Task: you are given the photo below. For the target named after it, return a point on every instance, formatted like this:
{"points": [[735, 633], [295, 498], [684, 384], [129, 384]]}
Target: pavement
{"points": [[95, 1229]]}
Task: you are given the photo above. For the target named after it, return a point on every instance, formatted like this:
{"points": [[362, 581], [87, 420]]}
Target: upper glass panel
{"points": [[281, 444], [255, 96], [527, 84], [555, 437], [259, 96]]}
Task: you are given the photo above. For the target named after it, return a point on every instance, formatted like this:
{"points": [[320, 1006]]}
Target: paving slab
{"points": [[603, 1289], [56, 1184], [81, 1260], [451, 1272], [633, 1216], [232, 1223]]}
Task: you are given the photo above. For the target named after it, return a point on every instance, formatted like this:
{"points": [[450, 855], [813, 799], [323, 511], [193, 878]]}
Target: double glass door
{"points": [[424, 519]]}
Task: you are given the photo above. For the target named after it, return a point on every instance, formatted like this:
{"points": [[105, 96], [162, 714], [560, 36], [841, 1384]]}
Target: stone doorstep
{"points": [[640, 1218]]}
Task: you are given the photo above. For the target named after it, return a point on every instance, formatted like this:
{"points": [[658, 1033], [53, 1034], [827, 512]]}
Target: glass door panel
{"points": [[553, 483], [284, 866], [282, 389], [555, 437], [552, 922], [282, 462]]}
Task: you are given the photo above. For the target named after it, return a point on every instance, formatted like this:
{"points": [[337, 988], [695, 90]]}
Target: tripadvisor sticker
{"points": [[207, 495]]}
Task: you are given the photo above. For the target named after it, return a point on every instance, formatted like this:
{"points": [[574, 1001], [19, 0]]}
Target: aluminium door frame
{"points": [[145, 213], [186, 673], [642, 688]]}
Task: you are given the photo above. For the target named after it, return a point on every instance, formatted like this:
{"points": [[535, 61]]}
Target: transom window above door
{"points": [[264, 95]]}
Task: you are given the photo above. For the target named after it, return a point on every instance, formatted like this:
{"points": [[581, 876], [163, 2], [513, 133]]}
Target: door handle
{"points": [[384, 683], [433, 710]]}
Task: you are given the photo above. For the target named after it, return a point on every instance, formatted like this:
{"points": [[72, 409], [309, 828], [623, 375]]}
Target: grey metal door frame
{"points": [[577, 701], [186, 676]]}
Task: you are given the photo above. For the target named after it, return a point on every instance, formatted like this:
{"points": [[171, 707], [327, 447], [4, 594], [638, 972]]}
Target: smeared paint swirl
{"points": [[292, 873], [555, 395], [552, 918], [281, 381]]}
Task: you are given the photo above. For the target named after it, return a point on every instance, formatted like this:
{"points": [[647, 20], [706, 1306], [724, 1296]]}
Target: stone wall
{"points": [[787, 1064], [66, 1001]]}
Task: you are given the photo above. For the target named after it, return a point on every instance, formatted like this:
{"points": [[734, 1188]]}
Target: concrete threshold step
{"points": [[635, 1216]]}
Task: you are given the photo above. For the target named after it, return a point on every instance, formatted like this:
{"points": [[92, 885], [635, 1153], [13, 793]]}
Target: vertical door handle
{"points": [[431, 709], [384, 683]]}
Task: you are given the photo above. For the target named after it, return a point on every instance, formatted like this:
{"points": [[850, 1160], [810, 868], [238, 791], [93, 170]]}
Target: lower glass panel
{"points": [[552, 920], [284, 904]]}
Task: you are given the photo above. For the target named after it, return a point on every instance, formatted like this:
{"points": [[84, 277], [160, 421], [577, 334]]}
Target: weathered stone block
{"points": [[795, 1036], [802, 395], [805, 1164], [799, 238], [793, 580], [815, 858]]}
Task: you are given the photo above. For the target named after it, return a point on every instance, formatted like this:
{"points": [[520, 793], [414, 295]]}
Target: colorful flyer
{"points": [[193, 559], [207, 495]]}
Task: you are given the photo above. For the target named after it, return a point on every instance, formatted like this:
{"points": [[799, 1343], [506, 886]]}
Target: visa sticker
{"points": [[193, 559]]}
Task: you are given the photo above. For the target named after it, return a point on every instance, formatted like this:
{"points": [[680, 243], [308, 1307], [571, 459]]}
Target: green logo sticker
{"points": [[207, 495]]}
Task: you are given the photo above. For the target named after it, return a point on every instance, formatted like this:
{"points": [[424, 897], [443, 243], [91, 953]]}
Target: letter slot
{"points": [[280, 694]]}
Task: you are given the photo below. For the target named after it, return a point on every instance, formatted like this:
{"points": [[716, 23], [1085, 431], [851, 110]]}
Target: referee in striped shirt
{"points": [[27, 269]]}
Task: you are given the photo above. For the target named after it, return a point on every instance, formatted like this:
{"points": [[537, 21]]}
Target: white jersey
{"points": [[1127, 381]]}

******************************

YOUR TASK — The records above are to be set down again exactly as written.

RESPONSE TO THE EXERCISE —
Task: you are given the photo below. For the target named after it, return a point on every instance, formatted like this:
{"points": [[735, 633], [295, 498], [684, 384], [129, 384]]}
Target: pavement
{"points": [[95, 1229]]}
Task: you are given the photo above. For the target named after it, return a point on every instance, formatted like this:
{"points": [[362, 581], [87, 420]]}
Target: upper glass panel
{"points": [[281, 444], [255, 96], [527, 84], [555, 437], [259, 96]]}
Task: you are given the photo above. For the target named after it, return a point on every instance, formatted like this:
{"points": [[320, 1006]]}
Target: paving slab
{"points": [[603, 1289], [56, 1184], [81, 1260], [451, 1272], [633, 1216], [232, 1223]]}
Task: you are given the photo above. For the target named after it, return a point on every instance, formatted like this:
{"points": [[450, 855], [813, 799], [323, 511], [193, 878]]}
Target: double glass door
{"points": [[424, 519]]}
Task: you are given the photo above. For the target named after it, return a point on every instance, formatted like this:
{"points": [[105, 96], [162, 714], [560, 36], [841, 1384]]}
Target: stone doorstep
{"points": [[640, 1218]]}
Task: you are given the photo above. For the target named after it, return a point on every instance, formatted like this:
{"points": [[658, 1033], [53, 1034], [827, 512]]}
Target: glass door panel
{"points": [[553, 483], [284, 866], [282, 389], [555, 437], [552, 922], [282, 462]]}
Task: you are given the photo above. For the target named after it, return a point on every instance, formatted like this:
{"points": [[337, 988], [695, 90]]}
Target: tripadvisor sticker
{"points": [[207, 495]]}
Task: you are given the photo above. For the target named after it, return a point on every instance, formatted like this:
{"points": [[574, 1001], [19, 0]]}
Target: aluminium door frame
{"points": [[145, 213], [186, 673], [642, 688]]}
Task: you are given the photo above. For the target named after it, return a point on every instance, formatted like this:
{"points": [[535, 61]]}
Target: transom window above door
{"points": [[264, 95]]}
Task: you are given the photo above. For the target named after it, return a point on every instance, formatted like this:
{"points": [[581, 876], [163, 2], [513, 133]]}
Target: door handle
{"points": [[384, 683], [433, 710]]}
Task: you are given the photo above. For the target named after it, return a point on every instance, formatted like this:
{"points": [[72, 409], [309, 828], [623, 375]]}
Target: grey metal door frame
{"points": [[577, 701], [186, 676]]}
Task: you are given the photo above. For the target named after it, return a point on every instance, formatted like this:
{"points": [[171, 707], [327, 447], [4, 594], [638, 972]]}
Target: smeared paint swirl
{"points": [[292, 873], [555, 395], [552, 918], [281, 381]]}
Task: you are given the photo above. For the target named after it, return a point on every instance, formatted like this:
{"points": [[647, 20], [706, 1306], [724, 1296]]}
Target: stone wall
{"points": [[787, 1064], [66, 1001]]}
Task: you are given the photo above. For the target named after it, return a point on every instance, formatted like this:
{"points": [[734, 1188]]}
Target: concrete threshold step
{"points": [[635, 1216]]}
Task: you are given the photo above. For the target named after it, return a point on every instance, formatted like this:
{"points": [[92, 885], [635, 1153], [13, 793]]}
Target: vertical door handle
{"points": [[431, 709], [384, 683]]}
Task: you are given the photo above. For the target named after it, return a point on every instance, formatted like this:
{"points": [[850, 1160], [810, 868], [238, 791], [93, 170]]}
Target: lower glass panel
{"points": [[552, 920], [284, 904]]}
Task: you are given the photo above. For the target named after it, return a point on every instance, formatted like this:
{"points": [[84, 277], [160, 421], [577, 334]]}
Target: weathered stone block
{"points": [[795, 1036], [802, 395], [805, 1164], [799, 238], [793, 580], [815, 858]]}
Task: you are given the photo above. For the target named after it, return a point on every instance, formatted like this:
{"points": [[520, 793], [414, 295]]}
Target: colorful flyer
{"points": [[193, 559], [207, 495]]}
Task: you are given the photo above. For the target named after it, return a point on every instance, formatted like this:
{"points": [[799, 1343], [506, 886]]}
Target: visa sticker
{"points": [[193, 559]]}
Task: you are given the photo above. For the target named after it, return a point on every instance, formatted like this:
{"points": [[680, 243], [308, 1307], [571, 459]]}
Target: green logo sticker
{"points": [[207, 495]]}
Task: you are given the photo above. For the target named after it, return a point on every instance, formatted like this:
{"points": [[424, 897], [443, 243], [91, 953]]}
Target: letter slot
{"points": [[280, 694]]}
Task: you are given the photo below. For the target named after it, return a point on every instance, formatted like this:
{"points": [[716, 23], [1085, 431], [851, 110]]}
Target: referee in striped shirt
{"points": [[27, 269]]}
Task: you are given the photo above. For the target named after it, return a point on every instance, formatted like this:
{"points": [[537, 21]]}
Target: white jersey
{"points": [[1127, 381]]}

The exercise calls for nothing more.